— BEGIN Data section —
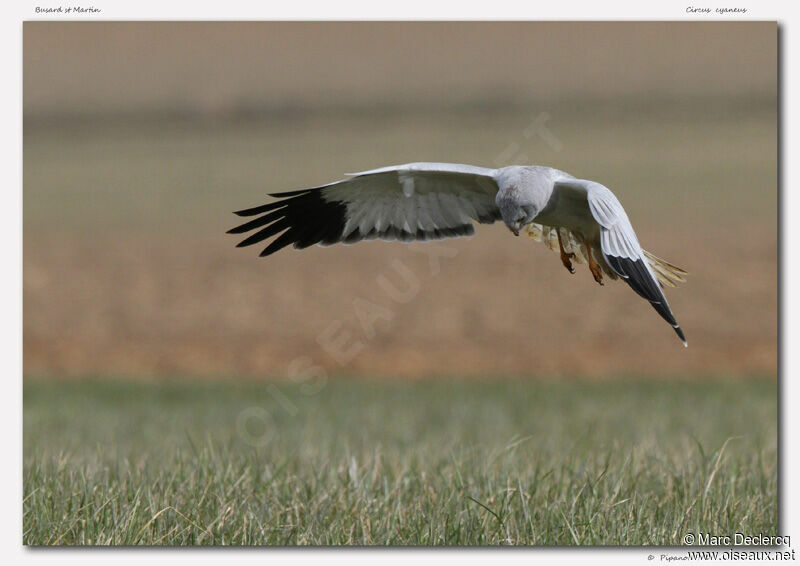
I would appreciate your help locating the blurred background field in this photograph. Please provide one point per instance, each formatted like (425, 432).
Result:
(152, 346)
(141, 138)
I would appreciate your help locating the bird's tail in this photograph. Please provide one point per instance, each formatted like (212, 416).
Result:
(667, 274)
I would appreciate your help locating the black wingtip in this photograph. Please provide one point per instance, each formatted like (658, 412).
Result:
(679, 332)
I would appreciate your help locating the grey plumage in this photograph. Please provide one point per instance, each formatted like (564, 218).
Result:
(422, 201)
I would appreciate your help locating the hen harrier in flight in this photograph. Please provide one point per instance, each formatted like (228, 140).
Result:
(424, 201)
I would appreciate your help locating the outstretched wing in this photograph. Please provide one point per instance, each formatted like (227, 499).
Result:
(416, 201)
(621, 248)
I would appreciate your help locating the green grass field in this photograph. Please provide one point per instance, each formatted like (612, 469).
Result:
(398, 463)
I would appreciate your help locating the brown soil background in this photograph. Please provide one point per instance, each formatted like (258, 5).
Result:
(139, 139)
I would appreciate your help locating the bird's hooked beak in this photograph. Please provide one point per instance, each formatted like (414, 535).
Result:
(515, 227)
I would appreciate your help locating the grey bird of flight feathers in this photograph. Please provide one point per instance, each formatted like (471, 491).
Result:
(580, 219)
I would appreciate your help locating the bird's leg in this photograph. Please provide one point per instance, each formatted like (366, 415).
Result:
(593, 266)
(565, 257)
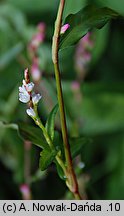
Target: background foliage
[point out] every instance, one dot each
(97, 114)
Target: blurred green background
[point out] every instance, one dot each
(95, 109)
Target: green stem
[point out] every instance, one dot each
(70, 174)
(48, 139)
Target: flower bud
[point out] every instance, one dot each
(36, 98)
(31, 112)
(64, 28)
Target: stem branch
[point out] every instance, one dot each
(70, 174)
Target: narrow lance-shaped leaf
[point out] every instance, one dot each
(83, 21)
(33, 134)
(51, 121)
(46, 158)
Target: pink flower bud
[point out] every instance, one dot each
(64, 28)
(25, 190)
(26, 75)
(35, 71)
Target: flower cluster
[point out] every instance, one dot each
(26, 94)
(64, 28)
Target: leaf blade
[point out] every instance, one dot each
(33, 134)
(83, 21)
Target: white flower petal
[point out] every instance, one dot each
(31, 112)
(29, 86)
(25, 98)
(36, 98)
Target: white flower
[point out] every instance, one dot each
(31, 112)
(64, 28)
(36, 98)
(29, 86)
(23, 95)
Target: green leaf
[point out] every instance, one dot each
(83, 21)
(51, 121)
(33, 134)
(76, 145)
(46, 158)
(60, 171)
(11, 125)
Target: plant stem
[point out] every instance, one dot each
(70, 174)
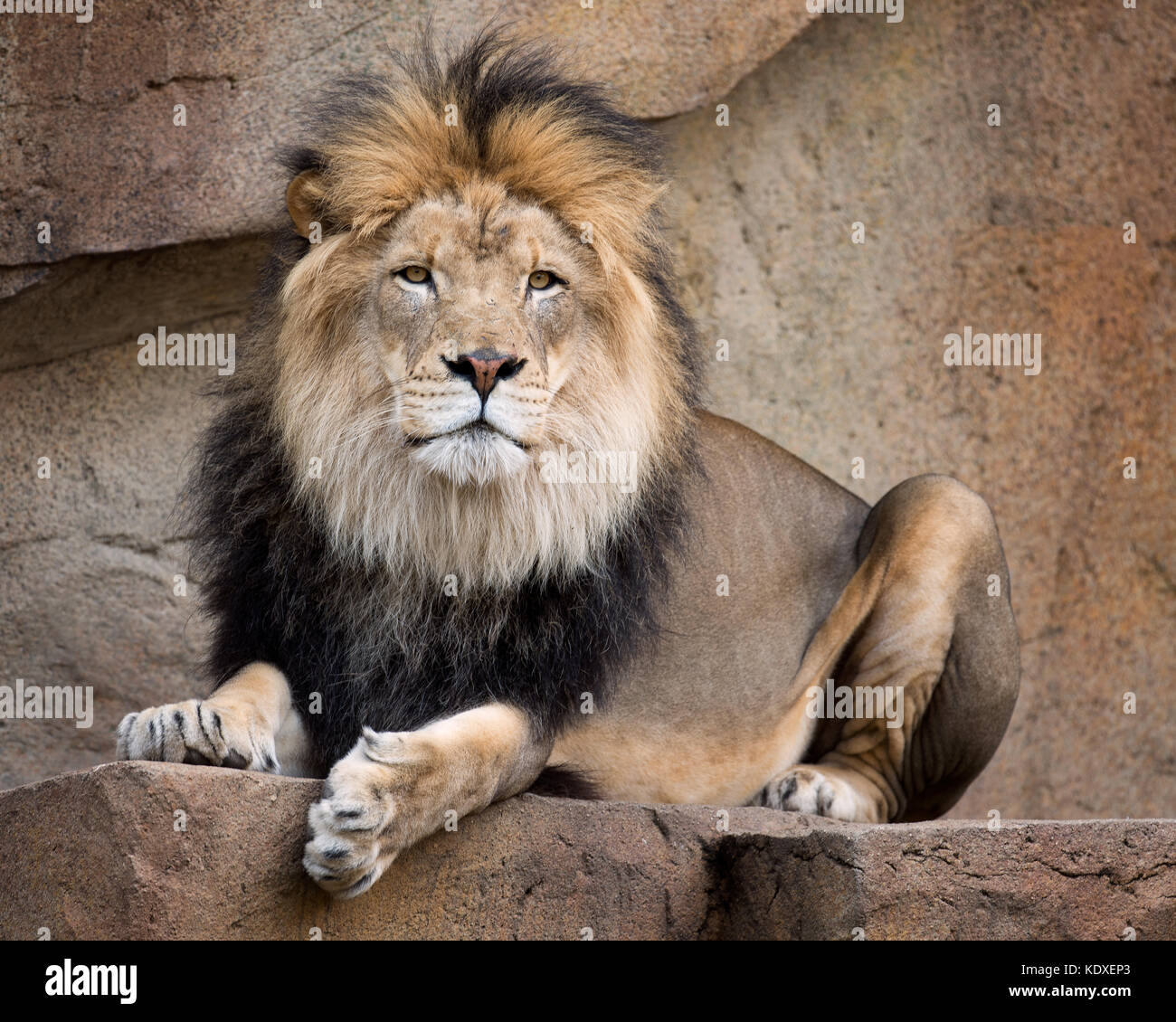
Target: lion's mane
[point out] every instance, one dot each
(346, 610)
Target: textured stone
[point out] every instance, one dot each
(148, 850)
(836, 348)
(87, 109)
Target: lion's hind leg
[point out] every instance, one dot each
(917, 665)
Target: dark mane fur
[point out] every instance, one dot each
(278, 591)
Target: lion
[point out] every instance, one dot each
(465, 529)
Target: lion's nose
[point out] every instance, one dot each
(483, 368)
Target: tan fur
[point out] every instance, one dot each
(404, 469)
(395, 788)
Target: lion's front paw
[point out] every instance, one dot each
(377, 800)
(193, 732)
(807, 790)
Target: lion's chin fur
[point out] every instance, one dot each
(471, 458)
(477, 516)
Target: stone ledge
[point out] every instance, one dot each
(99, 854)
— END Data section —
> Task objective
Copy the rows starting at the line that contains "Target: stone ledge" and ending at the end of the rows, both ends included, and reproduce them without any change.

> Right answer
Target: stone ledge
[point out] every instance, one dot each
(99, 854)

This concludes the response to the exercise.